Please continue the article on the film Molly's Game, starting right after its final sentence.

Document:
↓↓↓

Molly's Game is a 2017 American biographical crime drama film written and directed by Aaron Sorkin (in his directorial debut), based on the 2014 memoir of the same name by Molly Bloom. It stars Jessica Chastain, Idris Elba, Kevin Costner, Michael Cera, Jeremy Strong, Chris O'Dowd, Joe Keery, Brian D'Arcy James, and Bill Camp.

The film follows Bloom (Chastain), who becomes the target of an FBI investigation after the underground poker empire she runs for Hollywood celebrities, athletes, business tycoons, and the Russian mob is exposed.

Principal photography began in November 2016 in Toronto, Ontario, Canada. The film premiered on September 8, 2017, at the Toronto International Film Festival, and began a limited theatrical release in the United States on December 25, 2017, by STX Entertainment, before expanding wide on January 5, 2018, and grossed $59 million worldwide.

Molly's Game received positive reviews, with particular praise for Sorkin's screenplay, as well as Chastain and Elba's performances, with the former being considered one of the best of her career by some critics. The film earned Chastain a Golden Globe nomination for Best Actress – Drama, while Sorkin earned nominations for his screenplay at the Academy Awards, Golden Globes, Writers Guild of America Awards, and BAFTA Awards.

Plot

Molly Bloom is a world-class mogul skier with Olympic aspirations, thanks to years of enforced training from her overbearing father. In a qualifying event for the 2002 Winter Olympics, she is severely injured, ending her career.

↑↑↑

Entries provided:
↓↓↓

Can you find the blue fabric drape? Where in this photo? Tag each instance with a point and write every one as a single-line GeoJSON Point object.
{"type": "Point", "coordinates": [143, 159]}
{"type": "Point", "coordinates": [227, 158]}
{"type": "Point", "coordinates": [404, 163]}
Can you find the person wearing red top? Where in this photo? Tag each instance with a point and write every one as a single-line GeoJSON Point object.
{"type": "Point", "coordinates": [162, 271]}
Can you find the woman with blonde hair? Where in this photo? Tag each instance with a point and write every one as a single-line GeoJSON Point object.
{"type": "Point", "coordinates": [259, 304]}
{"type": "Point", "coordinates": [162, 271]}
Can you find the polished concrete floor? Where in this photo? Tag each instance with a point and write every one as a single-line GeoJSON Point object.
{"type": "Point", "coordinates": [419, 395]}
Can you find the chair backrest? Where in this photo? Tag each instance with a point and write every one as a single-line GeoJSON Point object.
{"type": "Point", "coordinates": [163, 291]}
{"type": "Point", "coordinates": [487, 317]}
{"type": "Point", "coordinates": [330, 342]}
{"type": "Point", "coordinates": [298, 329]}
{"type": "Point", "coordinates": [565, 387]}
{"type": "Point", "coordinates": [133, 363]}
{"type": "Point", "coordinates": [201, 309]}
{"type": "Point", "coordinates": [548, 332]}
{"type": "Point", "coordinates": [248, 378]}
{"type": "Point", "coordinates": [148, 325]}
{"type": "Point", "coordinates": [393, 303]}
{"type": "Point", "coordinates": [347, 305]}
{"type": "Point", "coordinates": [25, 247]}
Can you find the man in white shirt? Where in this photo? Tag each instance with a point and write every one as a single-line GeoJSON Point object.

↑↑↑

Written response:
Instead of attending law school immediately, Molly takes a year off and moves to LA. Becoming a bottle service waitress at a club, she soon meets Dean, an ostentatious but unsuccessful real estate developer. She becomes his office manager, and is soon involved in running his underground poker games at "The Cobra Lounge". Many famous and wealthy individuals, including movie stars, investment bankers, and sports players, are involved in Dean's game. Molly earns large sums of money in tips alone.

Initially unfamiliar with poker, Molly quickly learns how to appeal to the players for tips. In particular, she hopes to please the most successful player, a film star named Player X, by attracting new players to the game. Dean, upon seeing that Molly is becoming increasingly independent in running the games, attempts to control, and then fires her.

Molly, having contacts through years of running the game, creates her own poker games. She rents a hotel penthouse and hires a staff. Additionally, she contacts club and casino employees to spread the word about her games.

Player X, along with many others, leaves Dean's games to play at Molly's. Increasingly successful, as Molly gains more money she is pressured by Player X to raise the stakes. Harlan Eustice, a skilled, conservative, and successful player, joins Molly's game.

One night, after accidentally losing a hand to the notoriously worst player, Brad Marion, Harlan becomes increasingly compulsive, suffering heavy losses (later, Molly finds out that Player X, who enjoys ruining people's lives more than the game itself, has been funding him to keep him playing). After Molly berates him for his unethicality, Player X decides to change venue for his games, and the others join him, leaving Molly.

Molly moves to NYC to begin a new underground poker game. After reaching out to many wealthy New Yorkers, Molly finds enough players for several weekly games.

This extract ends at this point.